[Stored data entries]
▬▬▬▬▬▬▬▬▬▬
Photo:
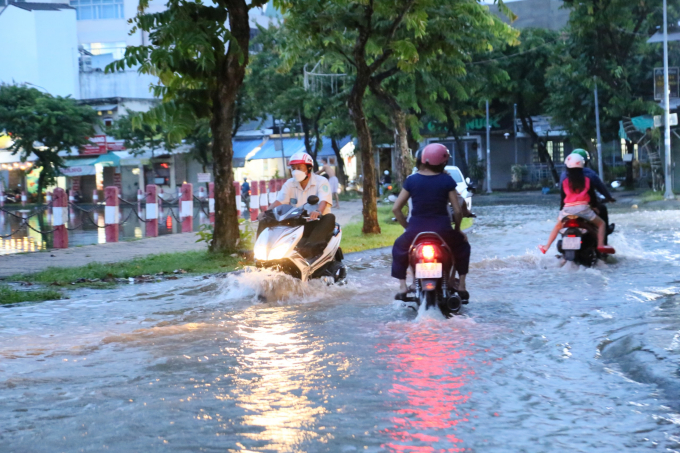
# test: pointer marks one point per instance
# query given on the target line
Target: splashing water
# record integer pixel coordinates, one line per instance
(547, 356)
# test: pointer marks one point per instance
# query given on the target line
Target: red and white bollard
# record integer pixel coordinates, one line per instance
(111, 214)
(59, 218)
(254, 200)
(187, 210)
(263, 196)
(211, 201)
(152, 211)
(237, 191)
(272, 191)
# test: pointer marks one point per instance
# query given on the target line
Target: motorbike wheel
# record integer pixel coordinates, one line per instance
(338, 271)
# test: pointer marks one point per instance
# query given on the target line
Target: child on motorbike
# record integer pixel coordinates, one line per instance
(431, 190)
(578, 195)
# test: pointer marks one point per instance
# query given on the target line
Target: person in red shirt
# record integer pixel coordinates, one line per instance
(578, 196)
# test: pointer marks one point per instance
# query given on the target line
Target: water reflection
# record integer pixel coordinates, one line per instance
(278, 380)
(431, 371)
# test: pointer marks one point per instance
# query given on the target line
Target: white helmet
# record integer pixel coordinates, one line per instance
(574, 161)
(301, 158)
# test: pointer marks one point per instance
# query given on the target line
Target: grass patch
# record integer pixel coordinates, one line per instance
(200, 262)
(13, 296)
(353, 240)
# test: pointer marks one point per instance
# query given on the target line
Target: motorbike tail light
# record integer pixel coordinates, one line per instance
(572, 223)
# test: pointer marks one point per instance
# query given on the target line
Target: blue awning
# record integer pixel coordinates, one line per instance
(243, 147)
(292, 146)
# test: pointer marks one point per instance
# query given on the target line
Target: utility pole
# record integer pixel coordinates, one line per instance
(514, 129)
(488, 150)
(283, 154)
(668, 195)
(600, 167)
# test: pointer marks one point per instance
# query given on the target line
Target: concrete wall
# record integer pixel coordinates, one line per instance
(57, 51)
(41, 49)
(127, 84)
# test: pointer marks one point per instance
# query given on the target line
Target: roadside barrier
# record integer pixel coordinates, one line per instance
(254, 201)
(62, 210)
(237, 191)
(211, 202)
(187, 208)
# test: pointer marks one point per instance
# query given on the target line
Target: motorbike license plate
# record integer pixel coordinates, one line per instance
(428, 270)
(570, 243)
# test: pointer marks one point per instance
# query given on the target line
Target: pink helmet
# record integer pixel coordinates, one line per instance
(575, 161)
(435, 154)
(301, 158)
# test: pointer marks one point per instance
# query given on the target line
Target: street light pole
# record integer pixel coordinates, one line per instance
(600, 167)
(488, 150)
(514, 129)
(668, 195)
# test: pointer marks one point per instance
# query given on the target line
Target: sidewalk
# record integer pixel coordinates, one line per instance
(124, 251)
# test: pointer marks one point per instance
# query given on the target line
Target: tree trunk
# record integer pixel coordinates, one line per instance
(232, 68)
(356, 112)
(342, 176)
(528, 126)
(404, 160)
(461, 161)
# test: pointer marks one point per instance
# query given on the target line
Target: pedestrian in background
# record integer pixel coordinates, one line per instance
(245, 198)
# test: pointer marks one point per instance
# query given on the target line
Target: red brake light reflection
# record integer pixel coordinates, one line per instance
(427, 252)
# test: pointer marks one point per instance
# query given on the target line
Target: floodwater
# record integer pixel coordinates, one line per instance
(545, 358)
(87, 227)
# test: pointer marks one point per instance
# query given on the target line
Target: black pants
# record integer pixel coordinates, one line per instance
(316, 233)
(604, 215)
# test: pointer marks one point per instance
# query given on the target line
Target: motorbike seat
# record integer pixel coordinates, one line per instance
(430, 236)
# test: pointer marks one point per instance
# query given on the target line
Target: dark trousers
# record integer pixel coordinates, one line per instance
(316, 231)
(604, 215)
(454, 239)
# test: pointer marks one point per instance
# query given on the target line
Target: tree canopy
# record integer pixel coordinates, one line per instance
(44, 125)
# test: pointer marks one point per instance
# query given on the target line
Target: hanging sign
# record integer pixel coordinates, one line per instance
(673, 74)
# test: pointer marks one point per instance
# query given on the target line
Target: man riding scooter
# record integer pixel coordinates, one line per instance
(296, 191)
(599, 186)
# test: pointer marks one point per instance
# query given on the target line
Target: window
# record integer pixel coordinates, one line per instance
(98, 9)
(102, 48)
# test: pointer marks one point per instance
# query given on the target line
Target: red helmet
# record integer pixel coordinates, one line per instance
(301, 158)
(435, 154)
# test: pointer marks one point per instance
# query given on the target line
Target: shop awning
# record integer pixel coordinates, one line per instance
(110, 159)
(244, 147)
(79, 167)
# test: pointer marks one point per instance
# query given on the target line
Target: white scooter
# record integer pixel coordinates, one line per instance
(277, 246)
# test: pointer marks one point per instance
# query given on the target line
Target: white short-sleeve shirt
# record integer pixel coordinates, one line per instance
(292, 190)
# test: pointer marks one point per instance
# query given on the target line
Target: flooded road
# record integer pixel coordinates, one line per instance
(545, 358)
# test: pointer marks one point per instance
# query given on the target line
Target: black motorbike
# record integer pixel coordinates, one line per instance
(578, 241)
(432, 263)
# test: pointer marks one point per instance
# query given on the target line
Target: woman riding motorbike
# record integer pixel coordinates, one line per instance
(431, 190)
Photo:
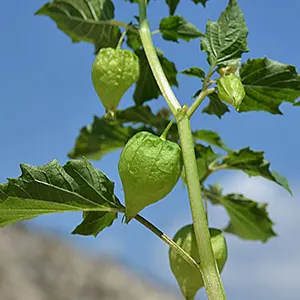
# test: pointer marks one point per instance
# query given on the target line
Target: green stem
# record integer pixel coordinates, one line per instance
(164, 238)
(210, 273)
(122, 38)
(168, 241)
(166, 131)
(211, 276)
(198, 101)
(154, 62)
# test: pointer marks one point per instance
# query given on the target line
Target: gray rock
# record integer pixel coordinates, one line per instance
(36, 267)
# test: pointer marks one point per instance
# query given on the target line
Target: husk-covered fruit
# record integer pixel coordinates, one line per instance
(113, 72)
(188, 277)
(149, 168)
(231, 90)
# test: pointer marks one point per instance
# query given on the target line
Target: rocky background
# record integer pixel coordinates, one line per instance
(36, 267)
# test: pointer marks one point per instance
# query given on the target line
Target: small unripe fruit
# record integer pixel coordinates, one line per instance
(113, 73)
(188, 277)
(149, 168)
(231, 90)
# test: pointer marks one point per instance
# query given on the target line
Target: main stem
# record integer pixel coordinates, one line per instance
(210, 273)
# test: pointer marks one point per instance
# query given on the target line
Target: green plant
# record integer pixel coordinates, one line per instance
(254, 85)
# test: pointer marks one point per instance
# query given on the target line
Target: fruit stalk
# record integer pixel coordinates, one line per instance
(211, 276)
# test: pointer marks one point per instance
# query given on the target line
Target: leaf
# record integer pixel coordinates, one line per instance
(176, 27)
(215, 106)
(172, 5)
(203, 2)
(194, 71)
(146, 87)
(85, 20)
(77, 186)
(253, 163)
(267, 84)
(210, 137)
(248, 219)
(139, 114)
(226, 40)
(101, 138)
(94, 222)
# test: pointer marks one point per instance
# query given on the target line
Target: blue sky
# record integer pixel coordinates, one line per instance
(47, 96)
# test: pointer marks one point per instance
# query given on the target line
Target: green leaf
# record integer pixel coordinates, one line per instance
(146, 87)
(204, 157)
(226, 39)
(101, 138)
(194, 71)
(94, 222)
(77, 186)
(248, 219)
(267, 84)
(85, 20)
(253, 163)
(203, 2)
(176, 27)
(172, 5)
(215, 106)
(210, 137)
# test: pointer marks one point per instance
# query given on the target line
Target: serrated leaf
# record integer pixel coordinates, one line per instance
(146, 87)
(176, 27)
(215, 106)
(248, 219)
(203, 2)
(172, 5)
(100, 138)
(253, 163)
(94, 222)
(267, 84)
(210, 137)
(77, 186)
(85, 20)
(194, 71)
(226, 40)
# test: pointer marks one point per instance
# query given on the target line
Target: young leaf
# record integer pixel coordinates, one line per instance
(194, 71)
(101, 138)
(215, 106)
(51, 188)
(172, 5)
(225, 40)
(253, 163)
(248, 219)
(267, 84)
(82, 20)
(146, 87)
(176, 27)
(210, 137)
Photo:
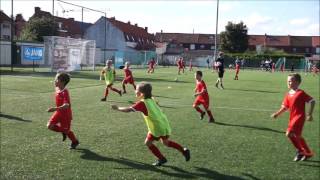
▬▬▬▬▬▬▬▬▬▬
● **PROBLEM TO WORK ON**
Lines containing the string "black" are the ones to copy from the entries above.

● **RESPONSE TO THE TASK**
Target: black pants
Target: black motorbike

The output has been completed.